------ Input ------

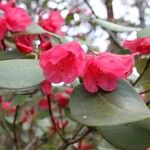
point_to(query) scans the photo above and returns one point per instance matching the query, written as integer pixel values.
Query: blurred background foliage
(34, 131)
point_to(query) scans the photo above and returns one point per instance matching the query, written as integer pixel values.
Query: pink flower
(141, 45)
(3, 28)
(69, 91)
(62, 100)
(104, 70)
(59, 125)
(7, 106)
(54, 22)
(46, 87)
(43, 104)
(25, 43)
(17, 19)
(62, 63)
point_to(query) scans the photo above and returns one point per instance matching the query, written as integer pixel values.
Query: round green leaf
(108, 108)
(20, 73)
(133, 136)
(144, 32)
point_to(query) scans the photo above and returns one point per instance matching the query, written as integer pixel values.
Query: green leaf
(20, 73)
(5, 55)
(133, 136)
(145, 79)
(108, 108)
(144, 32)
(115, 27)
(104, 145)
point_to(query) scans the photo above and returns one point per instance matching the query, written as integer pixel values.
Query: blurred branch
(53, 120)
(145, 68)
(144, 92)
(112, 35)
(31, 144)
(14, 128)
(141, 4)
(4, 126)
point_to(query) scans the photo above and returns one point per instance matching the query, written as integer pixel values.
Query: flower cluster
(66, 62)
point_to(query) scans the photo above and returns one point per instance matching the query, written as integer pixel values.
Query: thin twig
(6, 130)
(14, 128)
(112, 35)
(77, 131)
(144, 92)
(31, 144)
(53, 120)
(145, 68)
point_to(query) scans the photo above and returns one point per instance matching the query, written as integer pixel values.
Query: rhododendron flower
(54, 22)
(69, 91)
(59, 125)
(7, 106)
(46, 87)
(141, 45)
(63, 62)
(17, 19)
(43, 104)
(3, 28)
(6, 7)
(45, 46)
(85, 146)
(28, 115)
(62, 100)
(104, 70)
(25, 43)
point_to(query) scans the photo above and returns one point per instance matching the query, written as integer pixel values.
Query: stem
(6, 129)
(53, 120)
(77, 131)
(61, 119)
(14, 128)
(146, 66)
(31, 144)
(4, 45)
(111, 34)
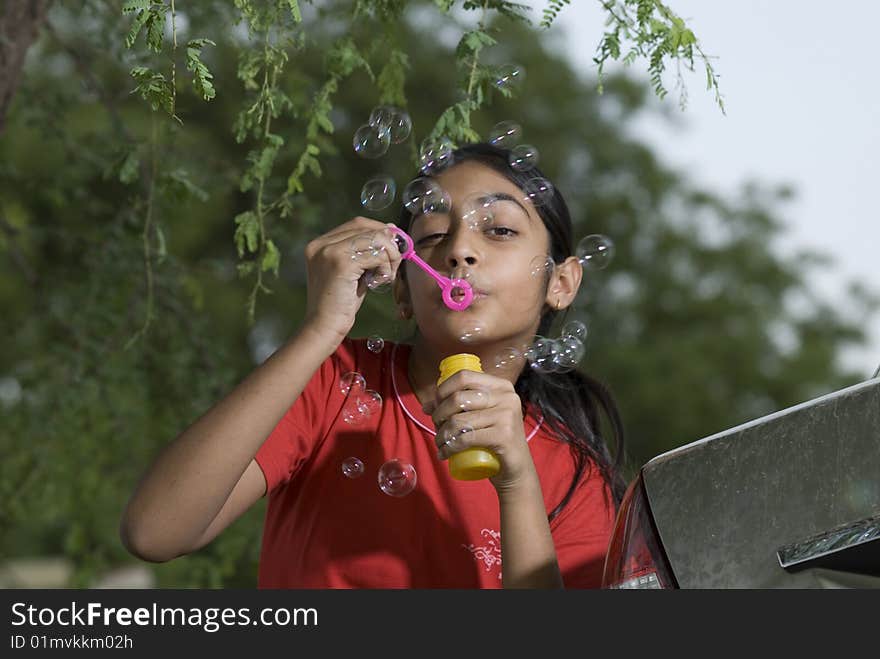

------

Exercise brief: The output is the data above, repeated exactly, with pictures omitted.

The completed task:
point_to(query) scans the photo above and returns one point per instance matching the query, written as integer pixel values.
Query: blurred background foliage
(34, 131)
point_to(query) scans the photo above and returns one point per instance matching the query, written as integer pixel values.
Query: pink flower
(141, 45)
(3, 28)
(69, 91)
(62, 100)
(104, 70)
(59, 125)
(7, 106)
(54, 22)
(46, 87)
(43, 104)
(25, 43)
(17, 19)
(62, 63)
point_to(query) scans the photo above and returns one point per instance matching the query, written as integer pixel values.
Query: round green leaf
(108, 108)
(20, 73)
(133, 136)
(144, 32)
point_to(query) scans the photo above and returns one point per instance matching the query, written as integer pixel values.
Query: green leaf
(20, 73)
(5, 55)
(133, 136)
(145, 79)
(108, 108)
(144, 32)
(115, 27)
(104, 145)
point_to(query) scans the photo above and returns one point per instance matching the query, written as integer pixel values.
Query: blurred branch
(53, 120)
(145, 68)
(144, 92)
(112, 35)
(31, 144)
(14, 128)
(141, 4)
(4, 126)
point_to(query) scans the photo above and returns one point per instance matching the query, written as integer pixel values.
Query: flower cluster
(66, 62)
point_to(query) scans the photo above and returns one point per instance matching the query, written as integer pixel values.
Query: thin twig
(6, 130)
(14, 128)
(112, 35)
(77, 131)
(144, 92)
(31, 144)
(53, 120)
(145, 68)
point_to(query) scans the photo above and returns one point per instance matching the query, written as integer pixel values.
Query: rhododendron flower
(54, 22)
(69, 91)
(59, 125)
(7, 106)
(46, 87)
(141, 45)
(63, 62)
(17, 19)
(43, 104)
(3, 28)
(6, 7)
(45, 46)
(85, 146)
(28, 115)
(62, 100)
(104, 70)
(25, 43)
point_to(query) scans the photo above and returns one point per instance matching the query, written as integer pixel values.
Query: stem
(6, 129)
(53, 120)
(77, 131)
(61, 119)
(14, 128)
(146, 66)
(31, 144)
(4, 45)
(111, 34)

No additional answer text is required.